───── TEXTO APRESENTADO

A fonte é escrita, é o livro de José Bezerra dos Santos. Sergipano filho de Japoatã, este foi Juiz de Direito em fins da primeira e inicio da segunda metade do sec. XX. Nesse livro, de 1955, nosso ilustre narra o surgimento da lenda. Como nasceu essa lenda de que haveria um tesouro em uma cidadezinha do interior, e logo em uma missão jesuítica de pouco porte? É isso que nós iremos saber agora.

Tudo começa com o sonho de um pacato cidadão dessa cidade, o senhor Pedro Alcântara, em que pese ser homônimo do ex-imperador não há nenhum parentesco ou semelhança na classe social de ambos. Alcântara é tão somente um lavrador da cidade de Jaboatão. Em seu sonho ele viu um lugar no qual os jesuítas enterraram um tesouro com uma grande quantidade de riqueza. Os detalhes do sonho guardou para si, mas logo pela manhã do dia seguinte correu para a capital (Aracaju) para avisar às autoridades e providenciar a caça imediata a tão inestimável tesouro.

──────────
───── DADOS DE ENTRADA

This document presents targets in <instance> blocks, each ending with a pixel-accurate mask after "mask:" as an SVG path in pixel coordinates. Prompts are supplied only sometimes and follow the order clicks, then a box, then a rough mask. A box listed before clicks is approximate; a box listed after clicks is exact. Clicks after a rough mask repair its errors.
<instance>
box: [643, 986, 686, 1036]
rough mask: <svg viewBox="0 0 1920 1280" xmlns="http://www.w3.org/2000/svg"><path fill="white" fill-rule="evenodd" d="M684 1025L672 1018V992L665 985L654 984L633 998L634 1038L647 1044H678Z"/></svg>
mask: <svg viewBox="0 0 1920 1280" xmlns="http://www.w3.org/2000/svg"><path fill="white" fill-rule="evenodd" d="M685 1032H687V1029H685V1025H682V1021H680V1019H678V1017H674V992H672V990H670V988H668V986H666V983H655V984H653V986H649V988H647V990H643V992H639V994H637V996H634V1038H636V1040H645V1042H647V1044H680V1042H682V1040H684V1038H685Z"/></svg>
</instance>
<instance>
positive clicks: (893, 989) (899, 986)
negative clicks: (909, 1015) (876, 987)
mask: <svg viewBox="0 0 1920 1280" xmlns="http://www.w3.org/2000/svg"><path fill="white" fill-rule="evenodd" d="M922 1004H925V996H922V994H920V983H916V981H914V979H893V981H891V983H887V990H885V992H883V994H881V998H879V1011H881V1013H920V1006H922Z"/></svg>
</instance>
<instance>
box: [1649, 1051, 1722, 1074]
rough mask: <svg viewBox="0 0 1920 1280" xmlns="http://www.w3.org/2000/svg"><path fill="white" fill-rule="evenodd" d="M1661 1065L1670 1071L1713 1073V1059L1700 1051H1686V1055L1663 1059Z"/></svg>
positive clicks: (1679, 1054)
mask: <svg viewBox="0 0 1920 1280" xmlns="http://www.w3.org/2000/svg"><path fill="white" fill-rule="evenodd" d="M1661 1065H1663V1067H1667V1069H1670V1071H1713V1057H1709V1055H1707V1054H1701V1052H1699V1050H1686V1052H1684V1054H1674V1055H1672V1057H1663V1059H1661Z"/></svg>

──────────

■ INSTRUÇÃO ■
Segundo o texto sobre a lenda do tesouro jesuítico, para qual cidade Pedro Alcântara seguiu na manhã seguinte ao sonho?

■ RESPOSTA DO EXERCÍCIO ■
Para a capital, Aracaju.